▶ What to work on: Please output the following records exactly. Leave every image out.

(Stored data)
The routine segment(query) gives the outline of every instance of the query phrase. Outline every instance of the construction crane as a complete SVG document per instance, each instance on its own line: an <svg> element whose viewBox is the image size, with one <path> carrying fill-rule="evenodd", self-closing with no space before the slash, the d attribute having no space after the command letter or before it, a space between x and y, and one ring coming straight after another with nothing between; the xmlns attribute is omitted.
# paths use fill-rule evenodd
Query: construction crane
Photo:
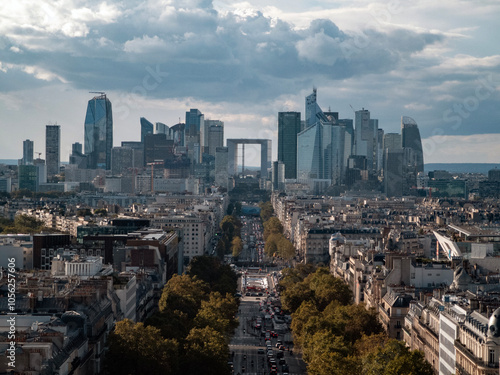
<svg viewBox="0 0 500 375"><path fill-rule="evenodd" d="M165 162L163 160L155 160L150 163L147 163L147 165L151 166L151 194L155 193L155 185L154 185L154 170L155 170L155 165L163 165Z"/></svg>
<svg viewBox="0 0 500 375"><path fill-rule="evenodd" d="M350 104L349 104L349 107L351 107L352 111L353 111L354 113L356 113L356 110L355 110L354 108L352 108L352 105L350 105Z"/></svg>
<svg viewBox="0 0 500 375"><path fill-rule="evenodd" d="M35 154L38 154L38 159L40 159L40 156L42 156L42 153L41 153L41 152L36 152L36 151L35 151Z"/></svg>

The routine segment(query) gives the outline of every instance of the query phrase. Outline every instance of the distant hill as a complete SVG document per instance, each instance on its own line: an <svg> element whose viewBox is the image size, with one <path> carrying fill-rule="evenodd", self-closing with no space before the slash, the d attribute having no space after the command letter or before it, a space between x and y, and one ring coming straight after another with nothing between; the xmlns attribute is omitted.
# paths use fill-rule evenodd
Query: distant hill
<svg viewBox="0 0 500 375"><path fill-rule="evenodd" d="M17 165L17 159L0 159L0 164Z"/></svg>
<svg viewBox="0 0 500 375"><path fill-rule="evenodd" d="M429 163L424 165L424 171L448 171L451 173L483 173L490 169L500 169L496 163Z"/></svg>

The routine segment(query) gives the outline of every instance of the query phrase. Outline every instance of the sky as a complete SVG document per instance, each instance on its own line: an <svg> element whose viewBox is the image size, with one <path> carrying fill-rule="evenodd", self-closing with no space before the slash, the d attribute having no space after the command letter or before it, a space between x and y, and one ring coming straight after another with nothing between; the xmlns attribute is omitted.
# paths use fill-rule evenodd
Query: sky
<svg viewBox="0 0 500 375"><path fill-rule="evenodd" d="M498 0L17 0L0 6L0 159L25 139L61 159L83 143L105 91L114 145L140 117L174 125L198 108L225 138L268 138L317 88L324 111L368 109L386 133L418 124L426 163L500 161ZM247 148L247 165L259 165ZM35 157L38 154L35 154Z"/></svg>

▶ Written answer:
The routine segment(query) gives the outline of every instance of the query phrase. Outline every instance of the construction crane as a complete SVG document per instance, each instance on its own line: an <svg> element whose viewBox is the image size, with one <path> carrying fill-rule="evenodd", self-closing with no space before the slash, the d attribute having no space after the command letter or before it, a space between x and y, and one ring coming straight after another with nothing between; the xmlns attribute is omitted.
# paths use fill-rule evenodd
Query: construction crane
Photo:
<svg viewBox="0 0 500 375"><path fill-rule="evenodd" d="M165 162L163 160L155 160L150 163L147 163L147 165L151 166L151 194L155 193L155 185L154 185L154 170L155 170L155 165L163 165Z"/></svg>
<svg viewBox="0 0 500 375"><path fill-rule="evenodd" d="M350 104L349 104L349 107L351 107L352 111L353 111L354 113L356 113L356 110L355 110L354 108L352 108L352 105L350 105Z"/></svg>
<svg viewBox="0 0 500 375"><path fill-rule="evenodd" d="M35 154L38 154L38 159L40 159L40 156L42 156L42 153L41 153L41 152L36 152L36 151L35 151Z"/></svg>

The routine segment(query) gives the outline of every instance of the query phrase. Outline every instance of the distant hill as a complete SVG document per instance, each instance on its own line: an <svg> element whose viewBox is the image size, with one <path> carrying fill-rule="evenodd", self-closing with no space before the slash, the d attribute having no space after the command letter or before it, a space between x and y, and one ring coming straight after another with nothing between; the xmlns attribute is omitted.
# paths use fill-rule evenodd
Query: distant hill
<svg viewBox="0 0 500 375"><path fill-rule="evenodd" d="M17 165L17 159L0 159L0 164Z"/></svg>
<svg viewBox="0 0 500 375"><path fill-rule="evenodd" d="M429 163L424 165L424 171L448 171L451 173L483 173L490 169L500 169L496 163Z"/></svg>

The routine segment(query) gives the outline of every instance of the query phrase. Outline every instance of the sky as a complete SVG document per instance, each instance on its own line: an <svg> element whose viewBox is the image size, with one <path> carrying fill-rule="evenodd", self-closing with no space before the slash, the d attribute having no space after the command letter or before it, a space between x and y, and one ring coming straight after another with nothing between; the xmlns attribute is omitted.
# paths use fill-rule evenodd
Query: sky
<svg viewBox="0 0 500 375"><path fill-rule="evenodd" d="M498 0L17 0L0 6L0 159L25 139L61 159L83 143L105 91L114 145L140 117L174 125L198 108L225 138L268 138L317 88L324 111L368 109L386 133L418 124L426 163L500 161ZM247 148L247 165L259 165ZM35 157L38 154L35 154Z"/></svg>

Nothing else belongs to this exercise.